Task description
Put every line of the records below into a Markdown table with two columns, Row and Line. Number the rows in order and leave out blank lines.

Given data
○ ○ ○
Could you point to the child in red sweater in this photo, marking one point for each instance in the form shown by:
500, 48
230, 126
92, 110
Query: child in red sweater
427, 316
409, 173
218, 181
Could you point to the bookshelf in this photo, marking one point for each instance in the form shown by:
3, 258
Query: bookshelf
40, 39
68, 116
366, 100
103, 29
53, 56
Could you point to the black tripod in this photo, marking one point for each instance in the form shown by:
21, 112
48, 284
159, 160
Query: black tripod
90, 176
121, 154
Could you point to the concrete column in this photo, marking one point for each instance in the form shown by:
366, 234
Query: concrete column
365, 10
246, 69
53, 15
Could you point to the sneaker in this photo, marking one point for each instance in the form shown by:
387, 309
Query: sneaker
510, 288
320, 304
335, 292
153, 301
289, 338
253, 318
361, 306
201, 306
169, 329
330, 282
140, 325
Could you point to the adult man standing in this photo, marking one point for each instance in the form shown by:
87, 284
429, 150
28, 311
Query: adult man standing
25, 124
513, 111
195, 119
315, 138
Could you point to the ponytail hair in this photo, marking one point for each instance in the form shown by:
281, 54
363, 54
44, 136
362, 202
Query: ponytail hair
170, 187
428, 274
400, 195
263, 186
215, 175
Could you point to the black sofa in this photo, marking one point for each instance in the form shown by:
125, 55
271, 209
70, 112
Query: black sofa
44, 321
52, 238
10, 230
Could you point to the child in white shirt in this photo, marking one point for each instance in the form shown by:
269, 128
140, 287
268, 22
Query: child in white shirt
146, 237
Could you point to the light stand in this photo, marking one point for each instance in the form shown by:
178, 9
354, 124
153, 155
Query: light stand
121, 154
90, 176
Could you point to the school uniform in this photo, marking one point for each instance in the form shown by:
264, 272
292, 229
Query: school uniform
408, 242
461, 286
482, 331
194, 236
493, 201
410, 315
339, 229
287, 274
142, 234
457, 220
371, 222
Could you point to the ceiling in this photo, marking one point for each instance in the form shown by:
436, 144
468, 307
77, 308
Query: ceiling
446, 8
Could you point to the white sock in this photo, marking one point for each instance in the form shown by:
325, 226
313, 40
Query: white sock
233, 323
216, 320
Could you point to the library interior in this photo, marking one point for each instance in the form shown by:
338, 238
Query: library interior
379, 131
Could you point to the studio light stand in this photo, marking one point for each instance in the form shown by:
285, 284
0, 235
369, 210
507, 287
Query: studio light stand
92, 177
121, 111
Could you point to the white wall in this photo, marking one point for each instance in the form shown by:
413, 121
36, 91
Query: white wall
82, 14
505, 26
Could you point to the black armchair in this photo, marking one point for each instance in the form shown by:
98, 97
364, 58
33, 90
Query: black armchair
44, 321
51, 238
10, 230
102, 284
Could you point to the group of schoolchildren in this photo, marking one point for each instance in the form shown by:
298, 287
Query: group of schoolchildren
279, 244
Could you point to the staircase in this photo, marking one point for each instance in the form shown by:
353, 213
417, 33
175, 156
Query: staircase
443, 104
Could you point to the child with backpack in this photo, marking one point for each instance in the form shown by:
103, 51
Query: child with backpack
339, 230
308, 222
○ ○ ○
Full response
| Row | Line |
|---|---|
| 1 | Could you point to the child in red sweater in this photo, marking one point for each instance in the form shown by: |
| 2 | 500, 48 |
| 3 | 230, 126 |
| 4 | 92, 110 |
| 5 | Query: child in red sweater |
| 6 | 427, 316 |
| 7 | 409, 173 |
| 8 | 218, 181 |
| 9 | Could you point to the bookshelf in this photo, marking one point for each instance in the form shown by: |
| 10 | 3, 258 |
| 11 | Query: bookshelf |
| 12 | 40, 39 |
| 13 | 68, 116 |
| 14 | 366, 100 |
| 15 | 103, 29 |
| 16 | 53, 56 |
| 17 | Could you point to the black tripod in this photo, marking one point for each instance in the form shown by: |
| 18 | 21, 112 |
| 19 | 48, 284 |
| 20 | 159, 160 |
| 21 | Query: black tripod |
| 22 | 90, 176 |
| 23 | 121, 154 |
| 24 | Could you point to the concrete column in this photo, marking one point for each instance in the form shown by: |
| 25 | 366, 234 |
| 26 | Query: concrete column |
| 27 | 365, 10 |
| 28 | 246, 69 |
| 29 | 53, 15 |
| 30 | Could you point to the sneaker in this photo, marking one point for each instance in the form shown by: |
| 31 | 387, 309 |
| 32 | Query: sneaker |
| 33 | 510, 288 |
| 34 | 320, 304 |
| 35 | 335, 292 |
| 36 | 153, 301 |
| 37 | 289, 338 |
| 38 | 253, 318 |
| 39 | 361, 306 |
| 40 | 201, 306 |
| 41 | 169, 329 |
| 42 | 330, 282 |
| 43 | 140, 325 |
| 44 | Could you point to the adult man standing in this photo, marking one point for each instance in the form shown by: |
| 45 | 87, 284 |
| 46 | 429, 150 |
| 47 | 28, 311 |
| 48 | Query: adult man standing |
| 49 | 25, 124 |
| 50 | 513, 111 |
| 51 | 195, 119 |
| 52 | 315, 138 |
| 53 | Could you point to the ponytail hair in this photo, marking one point for each instance in the form shown by: |
| 54 | 281, 54 |
| 55 | 363, 54 |
| 56 | 44, 136 |
| 57 | 362, 202 |
| 58 | Query: ponytail hair |
| 59 | 170, 187 |
| 60 | 428, 274 |
| 61 | 400, 195 |
| 62 | 263, 186 |
| 63 | 215, 175 |
| 64 | Could you point to the black sofa in this photo, marking one point for each instance in the form shown by: |
| 65 | 125, 55 |
| 66 | 271, 209 |
| 67 | 70, 112 |
| 68 | Query: black sofa |
| 69 | 44, 321 |
| 70 | 52, 238 |
| 71 | 10, 230 |
| 72 | Could you point to the child in white shirt in this photo, marking one point for each instance in the form shown by: |
| 73 | 269, 128 |
| 74 | 140, 287 |
| 75 | 268, 22 |
| 76 | Query: child in white shirt |
| 77 | 146, 237 |
| 78 | Could you point to the light stand in this photo, marking one point for each instance in the form shown by: |
| 79 | 178, 9 |
| 80 | 354, 124 |
| 81 | 153, 155 |
| 82 | Query: light stand |
| 83 | 121, 154 |
| 84 | 90, 176 |
| 85 | Could you point to the school uniform in this photo, marking one point for each instance in the form shown by: |
| 86 | 264, 272 |
| 87 | 292, 229 |
| 88 | Query: school uniform |
| 89 | 408, 242 |
| 90 | 461, 286 |
| 91 | 482, 331 |
| 92 | 194, 236 |
| 93 | 493, 201 |
| 94 | 410, 315 |
| 95 | 339, 229 |
| 96 | 287, 274 |
| 97 | 142, 234 |
| 98 | 457, 220 |
| 99 | 371, 222 |
| 100 | Could you point to the ceiling in this photo, marking one point for each instance in the form shown by: |
| 101 | 436, 144 |
| 102 | 468, 307 |
| 103 | 77, 308 |
| 104 | Query: ceiling |
| 105 | 446, 8 |
| 106 | Could you point to the white sock in this photo, marking one point for each instance in the form shown by: |
| 107 | 325, 226 |
| 108 | 313, 40 |
| 109 | Query: white sock |
| 110 | 233, 323 |
| 111 | 216, 320 |
| 112 | Could you point to the library interior in this photo, marking one point for each instance in the form shown by: |
| 113 | 338, 238 |
| 114 | Query: library interior |
| 115 | 379, 131 |
| 116 | Could you point to the studio light stand in this photo, marking one point for each instance in the form shown by: |
| 117 | 285, 284 |
| 118 | 0, 235 |
| 119 | 369, 210 |
| 120 | 507, 287 |
| 121 | Query: studio light stand |
| 122 | 92, 177 |
| 123 | 121, 111 |
| 124 | Could you point to the white wall in this photo, marking one point for each instance in the form shown by: |
| 125 | 413, 121 |
| 126 | 36, 91 |
| 127 | Query: white wall |
| 128 | 82, 14 |
| 129 | 505, 26 |
| 130 | Could you point to the black armchair in this photo, marking one point for each instance in the form shown by: |
| 131 | 98, 97 |
| 132 | 364, 58 |
| 133 | 33, 90 |
| 134 | Query: black armchair |
| 135 | 44, 321 |
| 136 | 51, 238 |
| 137 | 10, 230 |
| 138 | 102, 284 |
| 139 | Could you point to the group of schoolchildren in this photo, marking one point for each instance in the form shown by: |
| 140 | 298, 287 |
| 141 | Query: group of schoolchildren |
| 142 | 279, 244 |
| 143 | Could you point to the staircase in this photo, marking one point for each instance in the form shown by: |
| 144 | 353, 213 |
| 145 | 417, 33 |
| 146 | 175, 156 |
| 147 | Query: staircase |
| 148 | 443, 104 |
| 149 | Could you point to the child with backpack in this photo, marking one point for each instance in the form shown by: |
| 150 | 103, 51 |
| 151 | Query: child with backpack |
| 152 | 339, 230 |
| 153 | 308, 222 |